- [Task directions]:
Carry on the forum thread below about gun ownership and registration, starting right after its final sentence.

- [Source passage]:
☆ ☆ ☆
# Please read...this is important!



## Flyboy718 (May 20, 2008)

I was browsing a local highly read state magazine by sportsman and came across this article that needs to be read so that everyone understands our rights. Please spread this to everyone you know and educate as many people as you can that don't know or understand. Click link to read article.



http://www.louisianasportsman.com/details.php?id=1566


----------



## jmast (Nov 30, 2007)

good point thanks for the article.


----------



## ILLbucknut (Jul 12, 2007)

Thanks for the info Flyboy...I'll pass it on for sure.


----------



## OH_Hunter24 (Nov 3, 2008)

As a matter of fact I just educated 4 people on this very subject this past weekend. I didn't realize that the problem was so wide-spread... Thanks for posting.


----------



## hardwoodhitman (Aug 30, 2007)

nice article


----------



## ShootToKill10 (Aug 22, 2007)

great article very interesting I just learned something new


----------



## briwayjones (Jan 7, 2009)

Good to know. I thought that ever since the instant background check went into effect they had you on record as buying that gun since you had to fill out the form and all of that.


----------



## Groundshrinkage (Dec 11, 2008)

I am pretty sure that handguns have to registered with the Sheriffs office here in my home state of IL. Not sure if thats true everywhere, but here for some reason handguns must be registered. i didn't know this until recently.


----------



## Shadow Man (Mar 25, 2008)

Very timely article for me. Girlfriend's dad passed away and she's got his handguns. Girlfriend doesn't want the guns, doesn't know what to do with them and is scared of them. (Her dad had cancer and wanted to put himself out of his misery with them so she REALLY doesn't want them around.)
☆ ☆ ☆
- [Record set]:

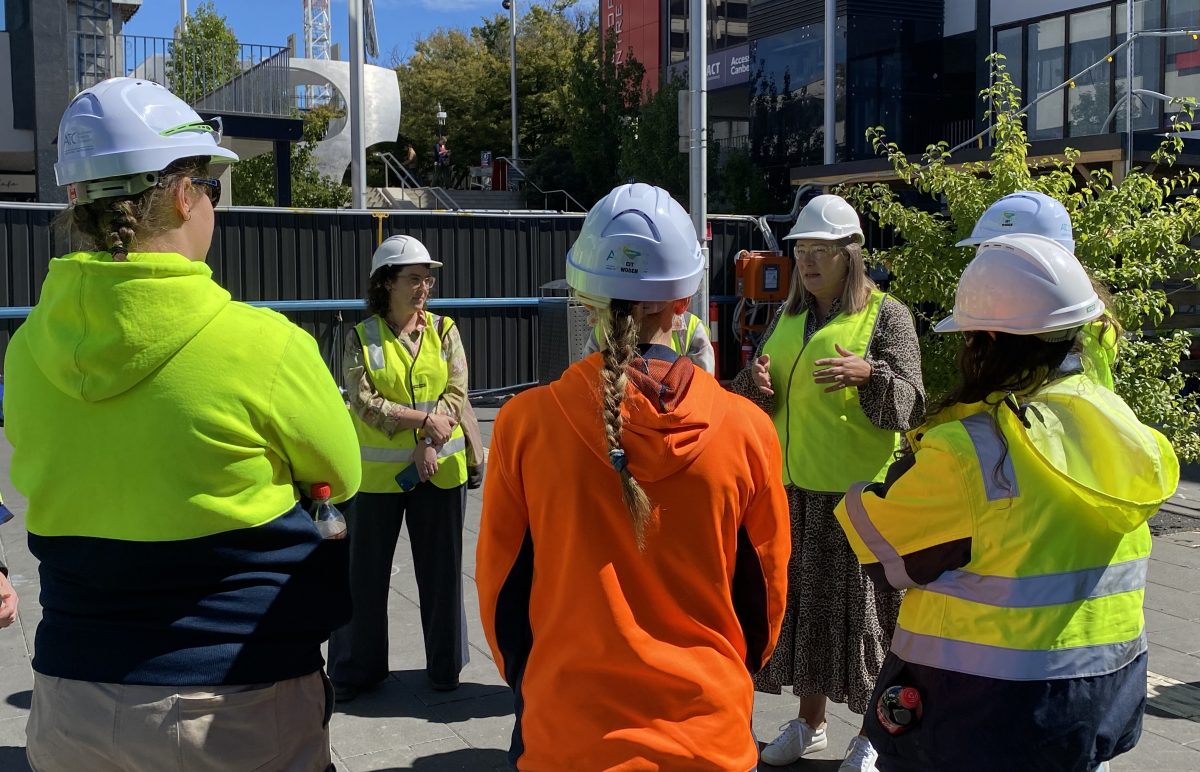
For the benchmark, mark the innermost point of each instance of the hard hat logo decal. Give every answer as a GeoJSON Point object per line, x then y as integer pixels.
{"type": "Point", "coordinates": [633, 261]}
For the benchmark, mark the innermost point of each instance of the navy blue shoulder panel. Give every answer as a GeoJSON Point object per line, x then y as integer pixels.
{"type": "Point", "coordinates": [243, 606]}
{"type": "Point", "coordinates": [994, 725]}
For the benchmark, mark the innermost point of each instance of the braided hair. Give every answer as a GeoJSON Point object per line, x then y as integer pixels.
{"type": "Point", "coordinates": [117, 225]}
{"type": "Point", "coordinates": [621, 329]}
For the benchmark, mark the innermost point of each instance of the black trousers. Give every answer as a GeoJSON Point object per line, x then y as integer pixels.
{"type": "Point", "coordinates": [358, 652]}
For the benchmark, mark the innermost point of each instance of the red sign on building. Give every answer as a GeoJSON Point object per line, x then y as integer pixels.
{"type": "Point", "coordinates": [637, 29]}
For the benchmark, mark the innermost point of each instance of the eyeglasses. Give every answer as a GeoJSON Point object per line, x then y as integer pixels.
{"type": "Point", "coordinates": [418, 281]}
{"type": "Point", "coordinates": [211, 187]}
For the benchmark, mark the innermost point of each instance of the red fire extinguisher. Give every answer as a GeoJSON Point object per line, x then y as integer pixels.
{"type": "Point", "coordinates": [747, 349]}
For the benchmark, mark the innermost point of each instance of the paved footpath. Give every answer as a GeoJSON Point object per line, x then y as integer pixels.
{"type": "Point", "coordinates": [406, 725]}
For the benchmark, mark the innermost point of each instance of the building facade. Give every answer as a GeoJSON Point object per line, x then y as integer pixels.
{"type": "Point", "coordinates": [916, 67]}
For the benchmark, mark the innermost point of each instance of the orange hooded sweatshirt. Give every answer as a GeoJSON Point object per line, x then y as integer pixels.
{"type": "Point", "coordinates": [619, 658]}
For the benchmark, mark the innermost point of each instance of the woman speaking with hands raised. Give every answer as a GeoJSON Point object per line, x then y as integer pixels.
{"type": "Point", "coordinates": [839, 371]}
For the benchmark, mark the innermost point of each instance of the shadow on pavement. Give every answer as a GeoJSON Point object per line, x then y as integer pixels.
{"type": "Point", "coordinates": [13, 759]}
{"type": "Point", "coordinates": [19, 699]}
{"type": "Point", "coordinates": [466, 759]}
{"type": "Point", "coordinates": [408, 693]}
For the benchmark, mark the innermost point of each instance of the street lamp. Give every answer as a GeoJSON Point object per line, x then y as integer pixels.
{"type": "Point", "coordinates": [511, 7]}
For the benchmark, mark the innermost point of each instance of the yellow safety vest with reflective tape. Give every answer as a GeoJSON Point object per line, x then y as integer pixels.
{"type": "Point", "coordinates": [828, 442]}
{"type": "Point", "coordinates": [417, 383]}
{"type": "Point", "coordinates": [681, 340]}
{"type": "Point", "coordinates": [1056, 515]}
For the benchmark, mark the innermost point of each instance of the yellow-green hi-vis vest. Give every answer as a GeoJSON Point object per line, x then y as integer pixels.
{"type": "Point", "coordinates": [681, 340]}
{"type": "Point", "coordinates": [1056, 578]}
{"type": "Point", "coordinates": [828, 442]}
{"type": "Point", "coordinates": [417, 383]}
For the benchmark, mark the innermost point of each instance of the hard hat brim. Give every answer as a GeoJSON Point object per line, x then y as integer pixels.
{"type": "Point", "coordinates": [822, 235]}
{"type": "Point", "coordinates": [406, 262]}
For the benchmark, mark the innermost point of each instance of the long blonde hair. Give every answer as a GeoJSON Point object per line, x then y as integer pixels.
{"type": "Point", "coordinates": [855, 294]}
{"type": "Point", "coordinates": [621, 328]}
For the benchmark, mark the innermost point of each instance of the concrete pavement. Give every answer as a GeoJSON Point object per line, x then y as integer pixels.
{"type": "Point", "coordinates": [406, 725]}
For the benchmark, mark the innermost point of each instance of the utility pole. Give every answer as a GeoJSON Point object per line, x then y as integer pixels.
{"type": "Point", "coordinates": [831, 77]}
{"type": "Point", "coordinates": [511, 5]}
{"type": "Point", "coordinates": [358, 130]}
{"type": "Point", "coordinates": [697, 147]}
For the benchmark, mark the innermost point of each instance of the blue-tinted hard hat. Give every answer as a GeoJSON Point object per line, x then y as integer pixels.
{"type": "Point", "coordinates": [1024, 211]}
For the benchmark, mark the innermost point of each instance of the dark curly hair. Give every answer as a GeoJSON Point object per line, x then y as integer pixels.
{"type": "Point", "coordinates": [378, 297]}
{"type": "Point", "coordinates": [1011, 363]}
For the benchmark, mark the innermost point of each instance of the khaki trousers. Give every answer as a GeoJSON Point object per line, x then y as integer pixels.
{"type": "Point", "coordinates": [82, 725]}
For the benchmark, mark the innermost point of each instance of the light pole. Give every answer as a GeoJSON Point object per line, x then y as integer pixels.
{"type": "Point", "coordinates": [358, 130]}
{"type": "Point", "coordinates": [511, 7]}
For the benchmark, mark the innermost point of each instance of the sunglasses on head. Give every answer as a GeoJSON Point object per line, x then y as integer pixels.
{"type": "Point", "coordinates": [211, 187]}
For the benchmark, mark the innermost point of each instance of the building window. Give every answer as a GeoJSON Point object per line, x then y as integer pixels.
☆ ☆ ☆
- [Response to this task]:
She knows I'm a hunter and all that, and I've offered to search the guns' values and sell them for her. Having never dealt with handguns or selling guns before, I found this information very useful and appreciate you posting it up for us. Normally, I buy 'em. Not sell 'em! 

Shadow Man


----------



## Campo (Sep 20, 2006)

:thumbs_do

What does this have to do with Bowhunting?


----------



## Silver Pine (Dec 9, 2005)

Campo said:


> :thumbs_do
> 
> What does this have to do with Bowhunting?



I notice that it's in the 

*Legislation and Hunting Rights *

section. 

:thumbs_up


----------



## N2RCHRY (Feb 12, 2005)

Campo said:


> :thumbs_do
> 
> What does this have to do with Bowhunting?


Not much BUT I'm SURE ALOT of the bowhunters here REALLY appreciate the info...


----------



## Campo (Sep 20, 2006)

Note that it was moved from Bowhunting... :smile:



Silver Pine said:


> I notice that it's in the
> 
> *Legislation and Hunting Rights *
> 
> ...


----------



## JV NC (Dec 9, 2005)

> In every case, these honest, law-abiding citizens, most of whom had legally received a firearm from an individual or were preparing to purchase one from another individual, were asking either how to go about registering their firearm or change the registration in their own names.


So are you advocating gun owners just not be so naive? Or....something else??? (I'm not understanding the meaning of your point, if it's something different than what I stated)

In NC.... (If I'm not mistaken) ANY handgun must be registered through our sherrif's dept.. I'd like to know if that's actually the case, though. I know I can't purchase a handgun without said permit (from an arms dealer). I'm not sure if the same holds true for private transactions, but if not....what's the purpose of the law in the first place? I suppose (if its not a requirement) they're hoping all of the privately owned handguns will eventually work their way out of circulation?????

I don't get anxious when the state trooper's behind my Yukon. I know I'm not doing anything wrong.


----------



## Flyboy718 (May 20, 2008)

JV NC said:


> So are you advocating gun owners just not be so naive? Or....something else??? (I'm not understanding the meaning of your point, if it's something different than what I stated)
> 
> In NC.... (If I'm not mistaken) ANY handgun must be registered through our sherrif's dept.. I'd like to know if that's actually the case, though. I know I can't purchase a handgun without said permit (from an arms dealer). I'm not sure if the same holds true for private transactions, but if not....what's the purpose of the law in the first place? I suppose (if its not a requirement) they're hoping all of the privately owned handguns will eventually work their way out of circulation?????
> 
> I don't get anxious when the state trooper's behind my Yukon. I know I'm not doing anything wrong.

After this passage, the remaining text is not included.